In Voerde seien „Vegetationsarbeiten“– unter diesem Begriff fasst die Deutsche Bahn die Maßnahmen zusammen – an folgenden Stellen erfolgt: an den Brückenbauwerken nahe dem Voerder Bahnhof, Bahnhofstraße und Steinstraße, an der Überführung Prinzenstraße, zwischen den Bahnübergängen Schwanenstraße und Rahmstraße und im Bereich der Lohberger Entwässerungsgräben. In Dinslaken seien diese Arbeiten für den Streckenausbau zwischen der Dianastraße und der Angelikastraße vorgenommen worden. Die derzeit laufenden Maßnahmen seien unter anderem Voraussetzung für die Arbeiten an den Eisenbahnbrücken, sagt die Bahnsprecherin.
Wie viele Bäume auf Dinslakener und Voerder Stadtgebiet für den dreigleisigen Ausbau der Betuwe-strecke weichen müssen, dazu machte das Unternehmen gestern keine Angaben. Aber es teilte mit, man prüfe genau, welche Bäume „erhalten“werden können.

> _Datensatzeinträge_

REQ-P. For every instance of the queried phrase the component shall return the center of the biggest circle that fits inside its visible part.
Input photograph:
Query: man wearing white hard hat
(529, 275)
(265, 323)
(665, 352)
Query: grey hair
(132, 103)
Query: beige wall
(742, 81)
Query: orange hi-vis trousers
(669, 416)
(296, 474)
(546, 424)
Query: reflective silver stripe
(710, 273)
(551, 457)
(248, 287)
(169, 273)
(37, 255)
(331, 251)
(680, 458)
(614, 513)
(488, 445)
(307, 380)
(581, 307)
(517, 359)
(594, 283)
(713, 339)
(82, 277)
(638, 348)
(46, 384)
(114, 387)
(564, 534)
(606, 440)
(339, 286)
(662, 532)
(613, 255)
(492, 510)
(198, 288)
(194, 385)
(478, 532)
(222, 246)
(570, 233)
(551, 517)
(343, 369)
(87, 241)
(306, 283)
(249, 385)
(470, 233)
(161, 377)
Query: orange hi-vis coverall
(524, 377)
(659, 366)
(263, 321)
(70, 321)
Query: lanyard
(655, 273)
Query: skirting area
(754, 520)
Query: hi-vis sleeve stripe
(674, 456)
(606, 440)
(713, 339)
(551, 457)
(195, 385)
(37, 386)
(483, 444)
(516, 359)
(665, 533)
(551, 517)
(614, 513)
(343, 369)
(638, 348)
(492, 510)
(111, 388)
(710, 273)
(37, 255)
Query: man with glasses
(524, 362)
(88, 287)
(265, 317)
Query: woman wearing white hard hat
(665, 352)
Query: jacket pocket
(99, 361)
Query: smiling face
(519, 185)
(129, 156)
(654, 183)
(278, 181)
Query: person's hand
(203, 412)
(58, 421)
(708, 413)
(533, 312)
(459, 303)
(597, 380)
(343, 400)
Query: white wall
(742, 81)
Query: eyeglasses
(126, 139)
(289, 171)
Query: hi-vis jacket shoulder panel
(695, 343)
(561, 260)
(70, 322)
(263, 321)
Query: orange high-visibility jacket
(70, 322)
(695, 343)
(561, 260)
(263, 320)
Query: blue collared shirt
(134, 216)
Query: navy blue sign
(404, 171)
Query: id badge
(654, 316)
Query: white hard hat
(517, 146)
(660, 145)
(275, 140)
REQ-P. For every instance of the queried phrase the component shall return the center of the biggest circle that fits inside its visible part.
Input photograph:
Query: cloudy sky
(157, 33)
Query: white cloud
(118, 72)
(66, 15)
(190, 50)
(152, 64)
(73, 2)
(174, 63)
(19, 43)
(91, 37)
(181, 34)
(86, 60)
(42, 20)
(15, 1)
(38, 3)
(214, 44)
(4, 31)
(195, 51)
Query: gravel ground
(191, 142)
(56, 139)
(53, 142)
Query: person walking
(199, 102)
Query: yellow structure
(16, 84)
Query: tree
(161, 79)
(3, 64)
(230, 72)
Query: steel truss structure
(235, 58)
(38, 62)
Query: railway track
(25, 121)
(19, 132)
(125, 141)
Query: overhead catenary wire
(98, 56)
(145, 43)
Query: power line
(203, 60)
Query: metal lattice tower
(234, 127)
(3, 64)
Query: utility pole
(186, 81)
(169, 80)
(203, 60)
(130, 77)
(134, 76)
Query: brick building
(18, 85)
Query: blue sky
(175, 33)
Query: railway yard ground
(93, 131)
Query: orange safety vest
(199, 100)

> _AUFGABE_
Setze den Textauszug über die Vegetationsarbeiten der Deutschen Bahn in Voerde und Dinslaken im Anschluss an seinen letzten Satz fort. Die Auflistung hat mit dem Textauszug nichts zu tun.

> _LÖSUNG_
„Um den Umwelteingriff zu minimieren, erfolgt der Rückschnitt nur in dem absolut notwendigen Bereich“, so die Bahnsprecherin. Ziel sei es, so auszubauen, dass möglichst wenig in die Umwelt und die vorhandene Infrastruktur eingegriffen werden müsse.
Dem Versuch stehe der Umstand gegenüber, dass aus technischen und Sicherheits-aspekten immer auch entsprechende Abstände und gesetzliche Vorgaben berücksichtigt werden müssten, erläutert die Sprecherin weiter.
Zusätzlich zum Platz für die Bahnanlagen würden für die Bauzeit auch Flächen für die Baustraßen und die Einrichtung der Baustellen benötigt. Diese nur temporär gebrauchten Bereiche würden nach Ende der Baumaßnahme wieder bepflanzt. Alle dauerhaften Eingriffe in die Natur müssen ausgeglichen werden – die „umfangreiche“Kompensation erfolge gemäß den Regelungen des Bundesnaturschutzgesetzes. Die Deutsche Bahn befinde sich dazu in enger Abstimmung mit den zuständigen Behörden.
Als Ausgleich für die „Gehölzverluste“würden zum einen Gehölzstreifen entlang des neuen dritten Gleises gepflanzt. Darüber hinaus würden verschiedene weitere Flächen für die Kompensation genutzt.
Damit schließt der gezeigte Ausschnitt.